→ CONSIGNE:
Recopiez le passage du texte sur l’espéranto qui va de « Lucien Péraire » jusqu’à « un symbole d’identité. », en changeant « tensions » en « frictions ».

→ EXTRAIT DU DOCUMENT:
# # # # #

Lucien Péraire

L’esperanto : une langue pour la paix

À la fin du XIXe siècle, l’Europe est un endroit où de nombreux peuples et langues coexistent, mais cela crée aussi beaucoup de tensions. Les nationalismes, qui valorisent chaque nation au détriment des autres, se développent, entraînant des conflits et des inégalités, surtout pour les minorités linguistiques. Dans ce contexte difficile, la communication entre les peuples est compliquée, car chaque nation défend sa langue comme un symbole d’identité.

C’est alors qu’un homme, Louis-Lazare Zamenhof, un médecin juif Polonais a une idée brillante : inventer une langue pour le monde entier. Ce sera « l’esperanto« .
Cette langue doit être
simple, neutre, facile à apprendre et ne favoriser aucune nation. Elle n’a pas vocation à remplacer les langues nationales mais simplement permettre la communication entre les peuples, sur un pied d’égalité, pour favoriser la paix.

 

Définitions :

  • Nationalisme = Idéologie politique qui affirme la supériorité ou l’indépendance de sa nation.
  • Minorité linguistique = Groupe parlant une langue différente de celle de la majorité de la population.

 

Sommaire

 

 

1 – Qui était Zamenhof ?

# # # # #

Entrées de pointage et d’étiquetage
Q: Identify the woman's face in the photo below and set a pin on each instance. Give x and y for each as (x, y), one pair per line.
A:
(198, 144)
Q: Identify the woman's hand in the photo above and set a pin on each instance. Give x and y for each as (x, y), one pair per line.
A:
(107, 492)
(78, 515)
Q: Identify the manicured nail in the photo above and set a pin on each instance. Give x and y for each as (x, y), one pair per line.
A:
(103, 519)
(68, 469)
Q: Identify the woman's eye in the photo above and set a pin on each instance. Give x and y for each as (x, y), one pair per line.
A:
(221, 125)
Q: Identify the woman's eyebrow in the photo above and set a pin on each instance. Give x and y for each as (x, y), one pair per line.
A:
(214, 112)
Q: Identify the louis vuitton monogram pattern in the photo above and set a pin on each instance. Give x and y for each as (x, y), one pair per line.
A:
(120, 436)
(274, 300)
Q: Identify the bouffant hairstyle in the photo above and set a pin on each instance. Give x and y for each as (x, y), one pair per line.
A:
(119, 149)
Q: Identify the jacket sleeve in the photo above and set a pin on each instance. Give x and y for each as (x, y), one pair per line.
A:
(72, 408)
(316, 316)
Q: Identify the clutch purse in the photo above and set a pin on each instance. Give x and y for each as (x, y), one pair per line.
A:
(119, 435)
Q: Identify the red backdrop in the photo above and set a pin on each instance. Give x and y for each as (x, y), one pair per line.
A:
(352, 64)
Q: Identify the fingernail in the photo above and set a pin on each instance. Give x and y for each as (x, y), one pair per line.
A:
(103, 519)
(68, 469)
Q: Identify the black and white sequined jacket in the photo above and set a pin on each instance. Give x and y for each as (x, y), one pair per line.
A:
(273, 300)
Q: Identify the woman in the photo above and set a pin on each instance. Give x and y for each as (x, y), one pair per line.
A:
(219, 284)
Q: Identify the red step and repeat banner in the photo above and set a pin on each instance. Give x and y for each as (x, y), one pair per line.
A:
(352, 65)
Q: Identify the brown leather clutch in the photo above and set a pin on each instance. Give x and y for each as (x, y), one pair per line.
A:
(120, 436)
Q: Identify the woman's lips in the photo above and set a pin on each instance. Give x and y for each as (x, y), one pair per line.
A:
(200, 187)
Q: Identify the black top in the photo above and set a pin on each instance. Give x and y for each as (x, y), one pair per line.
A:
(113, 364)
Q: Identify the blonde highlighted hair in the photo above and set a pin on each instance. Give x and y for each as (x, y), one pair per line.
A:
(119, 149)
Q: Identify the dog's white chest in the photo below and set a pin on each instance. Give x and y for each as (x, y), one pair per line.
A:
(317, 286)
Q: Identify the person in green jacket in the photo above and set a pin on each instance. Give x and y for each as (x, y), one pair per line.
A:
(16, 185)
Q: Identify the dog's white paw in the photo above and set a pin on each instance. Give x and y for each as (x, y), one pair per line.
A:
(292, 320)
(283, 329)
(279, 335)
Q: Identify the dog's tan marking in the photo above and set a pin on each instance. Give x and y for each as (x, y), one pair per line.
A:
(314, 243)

# # # # #

→ RÉSULTAT:
Lucien Péraire

L’esperanto : une langue pour la paix

À la fin du XIXe siècle, l’Europe est un endroit où de nombreux peuples et langues coexistent, mais cela crée aussi beaucoup de frictions. Les nationalismes, qui valorisent chaque nation au détriment des autres, se développent, entraînant des conflits et des inégalités, surtout pour les minorités linguistiques. Dans ce contexte difficile, la communication entre les peuples est compliquée, car chaque nation défend sa langue comme un symbole d’identité.